Reproduce verbatim the line where "Target: office building" occurs, along with all following lines down to the last line of the data.

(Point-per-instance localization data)
=======

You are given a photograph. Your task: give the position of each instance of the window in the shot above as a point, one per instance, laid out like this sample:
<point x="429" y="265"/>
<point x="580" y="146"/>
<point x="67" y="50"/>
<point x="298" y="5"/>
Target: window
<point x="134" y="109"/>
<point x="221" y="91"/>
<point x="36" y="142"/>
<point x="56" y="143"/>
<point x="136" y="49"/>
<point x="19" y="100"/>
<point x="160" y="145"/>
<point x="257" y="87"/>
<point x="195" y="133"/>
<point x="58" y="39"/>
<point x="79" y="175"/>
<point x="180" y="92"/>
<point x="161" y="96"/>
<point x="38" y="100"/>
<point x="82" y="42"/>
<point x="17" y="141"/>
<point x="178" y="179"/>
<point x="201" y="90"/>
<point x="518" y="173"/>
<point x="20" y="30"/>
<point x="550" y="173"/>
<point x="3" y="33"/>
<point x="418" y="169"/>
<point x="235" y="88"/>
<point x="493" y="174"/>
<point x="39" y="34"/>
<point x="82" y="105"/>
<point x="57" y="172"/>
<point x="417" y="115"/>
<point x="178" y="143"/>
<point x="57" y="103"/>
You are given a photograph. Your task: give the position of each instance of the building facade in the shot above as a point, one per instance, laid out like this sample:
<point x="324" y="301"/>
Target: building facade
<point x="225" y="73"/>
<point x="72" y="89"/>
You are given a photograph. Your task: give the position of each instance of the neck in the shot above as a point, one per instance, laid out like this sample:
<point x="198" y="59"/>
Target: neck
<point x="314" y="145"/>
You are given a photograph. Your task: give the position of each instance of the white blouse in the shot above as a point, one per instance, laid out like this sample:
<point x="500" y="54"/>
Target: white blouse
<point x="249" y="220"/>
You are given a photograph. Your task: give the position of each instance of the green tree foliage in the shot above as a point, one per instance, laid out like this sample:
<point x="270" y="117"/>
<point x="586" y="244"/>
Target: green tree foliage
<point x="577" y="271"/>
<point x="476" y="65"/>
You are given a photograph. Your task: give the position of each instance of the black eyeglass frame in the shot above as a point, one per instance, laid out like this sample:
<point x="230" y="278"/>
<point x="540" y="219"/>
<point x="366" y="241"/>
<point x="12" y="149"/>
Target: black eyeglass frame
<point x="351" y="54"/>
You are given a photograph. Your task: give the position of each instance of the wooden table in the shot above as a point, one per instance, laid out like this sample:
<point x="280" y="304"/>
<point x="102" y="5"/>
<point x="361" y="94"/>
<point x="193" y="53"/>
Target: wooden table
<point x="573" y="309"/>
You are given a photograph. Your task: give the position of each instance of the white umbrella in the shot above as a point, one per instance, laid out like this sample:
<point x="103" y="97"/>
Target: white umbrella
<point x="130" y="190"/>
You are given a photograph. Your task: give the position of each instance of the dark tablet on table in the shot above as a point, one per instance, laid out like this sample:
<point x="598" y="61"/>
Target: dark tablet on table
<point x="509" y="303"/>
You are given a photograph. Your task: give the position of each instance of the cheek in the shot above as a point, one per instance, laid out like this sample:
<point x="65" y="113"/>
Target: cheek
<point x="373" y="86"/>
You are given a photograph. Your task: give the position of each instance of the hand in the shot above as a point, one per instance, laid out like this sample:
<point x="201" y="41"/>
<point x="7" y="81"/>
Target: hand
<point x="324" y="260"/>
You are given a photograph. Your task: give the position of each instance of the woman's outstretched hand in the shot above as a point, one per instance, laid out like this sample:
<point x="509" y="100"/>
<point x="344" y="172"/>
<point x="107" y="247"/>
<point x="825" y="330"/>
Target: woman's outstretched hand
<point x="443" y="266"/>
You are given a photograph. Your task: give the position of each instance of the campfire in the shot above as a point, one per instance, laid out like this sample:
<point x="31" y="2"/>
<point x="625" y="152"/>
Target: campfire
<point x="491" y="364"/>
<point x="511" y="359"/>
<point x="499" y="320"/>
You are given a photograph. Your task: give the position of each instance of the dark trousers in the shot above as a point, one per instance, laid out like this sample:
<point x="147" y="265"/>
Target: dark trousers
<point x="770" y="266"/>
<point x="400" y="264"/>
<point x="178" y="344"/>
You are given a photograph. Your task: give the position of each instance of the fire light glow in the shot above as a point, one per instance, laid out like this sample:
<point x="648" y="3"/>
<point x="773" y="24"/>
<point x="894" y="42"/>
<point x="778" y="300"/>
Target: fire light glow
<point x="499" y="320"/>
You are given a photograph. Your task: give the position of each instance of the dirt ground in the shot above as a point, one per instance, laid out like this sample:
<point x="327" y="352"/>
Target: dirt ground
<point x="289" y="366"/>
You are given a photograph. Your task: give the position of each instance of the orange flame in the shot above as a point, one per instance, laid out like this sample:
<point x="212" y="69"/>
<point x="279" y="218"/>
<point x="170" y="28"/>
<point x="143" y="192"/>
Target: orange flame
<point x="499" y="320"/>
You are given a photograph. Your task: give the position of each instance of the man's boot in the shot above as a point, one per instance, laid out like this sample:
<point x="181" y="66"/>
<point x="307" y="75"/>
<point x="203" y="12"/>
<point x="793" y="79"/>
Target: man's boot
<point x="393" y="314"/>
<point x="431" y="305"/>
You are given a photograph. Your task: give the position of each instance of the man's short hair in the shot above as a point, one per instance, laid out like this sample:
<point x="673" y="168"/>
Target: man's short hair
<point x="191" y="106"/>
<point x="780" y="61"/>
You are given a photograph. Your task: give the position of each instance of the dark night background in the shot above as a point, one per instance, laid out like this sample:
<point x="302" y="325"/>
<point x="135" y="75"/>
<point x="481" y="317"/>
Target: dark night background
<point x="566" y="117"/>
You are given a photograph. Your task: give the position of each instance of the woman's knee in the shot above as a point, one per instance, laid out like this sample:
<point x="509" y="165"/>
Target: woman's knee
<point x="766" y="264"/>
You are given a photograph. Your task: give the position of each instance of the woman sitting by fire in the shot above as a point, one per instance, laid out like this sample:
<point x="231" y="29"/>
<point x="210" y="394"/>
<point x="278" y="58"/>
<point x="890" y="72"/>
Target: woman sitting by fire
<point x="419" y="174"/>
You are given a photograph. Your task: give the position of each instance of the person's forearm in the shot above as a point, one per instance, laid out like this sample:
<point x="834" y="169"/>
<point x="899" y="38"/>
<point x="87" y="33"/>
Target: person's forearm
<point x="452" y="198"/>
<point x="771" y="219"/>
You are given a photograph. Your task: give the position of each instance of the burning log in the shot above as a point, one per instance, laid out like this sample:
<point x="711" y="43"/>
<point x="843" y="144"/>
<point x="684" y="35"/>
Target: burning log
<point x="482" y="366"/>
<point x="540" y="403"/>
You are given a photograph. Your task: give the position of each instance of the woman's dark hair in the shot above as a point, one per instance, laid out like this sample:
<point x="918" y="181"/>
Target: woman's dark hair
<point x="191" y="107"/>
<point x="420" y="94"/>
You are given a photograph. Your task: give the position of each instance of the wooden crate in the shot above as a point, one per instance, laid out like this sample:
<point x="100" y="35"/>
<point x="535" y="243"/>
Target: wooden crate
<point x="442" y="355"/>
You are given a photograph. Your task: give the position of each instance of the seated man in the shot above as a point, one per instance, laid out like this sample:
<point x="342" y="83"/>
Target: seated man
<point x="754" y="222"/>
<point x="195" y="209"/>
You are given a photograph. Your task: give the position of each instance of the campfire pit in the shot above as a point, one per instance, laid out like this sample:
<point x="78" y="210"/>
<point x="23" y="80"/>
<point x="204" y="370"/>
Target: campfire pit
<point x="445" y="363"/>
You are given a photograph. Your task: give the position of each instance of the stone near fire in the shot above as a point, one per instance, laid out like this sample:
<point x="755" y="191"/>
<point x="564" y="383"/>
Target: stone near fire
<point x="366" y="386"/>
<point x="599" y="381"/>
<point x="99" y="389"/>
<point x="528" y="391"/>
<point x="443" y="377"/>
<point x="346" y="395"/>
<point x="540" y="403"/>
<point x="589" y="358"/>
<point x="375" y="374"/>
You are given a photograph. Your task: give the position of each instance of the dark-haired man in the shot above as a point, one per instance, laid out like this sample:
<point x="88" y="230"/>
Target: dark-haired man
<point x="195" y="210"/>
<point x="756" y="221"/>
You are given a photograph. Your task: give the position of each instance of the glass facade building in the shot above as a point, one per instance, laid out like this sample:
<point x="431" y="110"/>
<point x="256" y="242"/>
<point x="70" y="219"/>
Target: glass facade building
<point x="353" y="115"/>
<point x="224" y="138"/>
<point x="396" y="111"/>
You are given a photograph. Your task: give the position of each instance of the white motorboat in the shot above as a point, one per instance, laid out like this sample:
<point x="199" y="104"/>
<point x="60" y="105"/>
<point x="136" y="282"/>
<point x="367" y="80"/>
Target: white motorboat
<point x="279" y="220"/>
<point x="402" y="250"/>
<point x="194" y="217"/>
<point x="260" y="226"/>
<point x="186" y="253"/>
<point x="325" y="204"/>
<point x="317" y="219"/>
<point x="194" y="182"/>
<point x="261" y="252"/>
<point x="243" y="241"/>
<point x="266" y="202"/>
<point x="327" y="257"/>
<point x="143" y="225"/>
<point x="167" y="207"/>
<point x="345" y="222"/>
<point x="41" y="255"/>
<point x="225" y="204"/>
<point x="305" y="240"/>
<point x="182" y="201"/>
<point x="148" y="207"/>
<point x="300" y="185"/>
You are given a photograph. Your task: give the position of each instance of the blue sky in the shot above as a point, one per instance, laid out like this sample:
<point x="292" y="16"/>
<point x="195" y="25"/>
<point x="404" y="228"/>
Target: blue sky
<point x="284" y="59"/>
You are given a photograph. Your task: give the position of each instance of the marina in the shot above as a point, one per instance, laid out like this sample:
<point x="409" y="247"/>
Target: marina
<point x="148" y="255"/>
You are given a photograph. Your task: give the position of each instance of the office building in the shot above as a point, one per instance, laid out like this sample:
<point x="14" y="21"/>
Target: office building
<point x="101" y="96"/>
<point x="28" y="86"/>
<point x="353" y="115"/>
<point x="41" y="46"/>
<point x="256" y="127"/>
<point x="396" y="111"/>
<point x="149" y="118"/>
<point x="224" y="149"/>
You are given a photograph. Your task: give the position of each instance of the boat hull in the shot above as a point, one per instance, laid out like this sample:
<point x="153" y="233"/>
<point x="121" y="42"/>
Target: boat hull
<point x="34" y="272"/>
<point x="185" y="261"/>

=======

(SOLVED PROBLEM):
Target: office building
<point x="101" y="96"/>
<point x="28" y="86"/>
<point x="353" y="115"/>
<point x="41" y="46"/>
<point x="256" y="127"/>
<point x="396" y="111"/>
<point x="149" y="118"/>
<point x="224" y="149"/>
You are given a photograph. Your task: give the position of each instance of the boat hull in the shot above as a point, one per instance, laid out like this sample:
<point x="153" y="233"/>
<point x="121" y="42"/>
Target: boat hull
<point x="34" y="272"/>
<point x="185" y="261"/>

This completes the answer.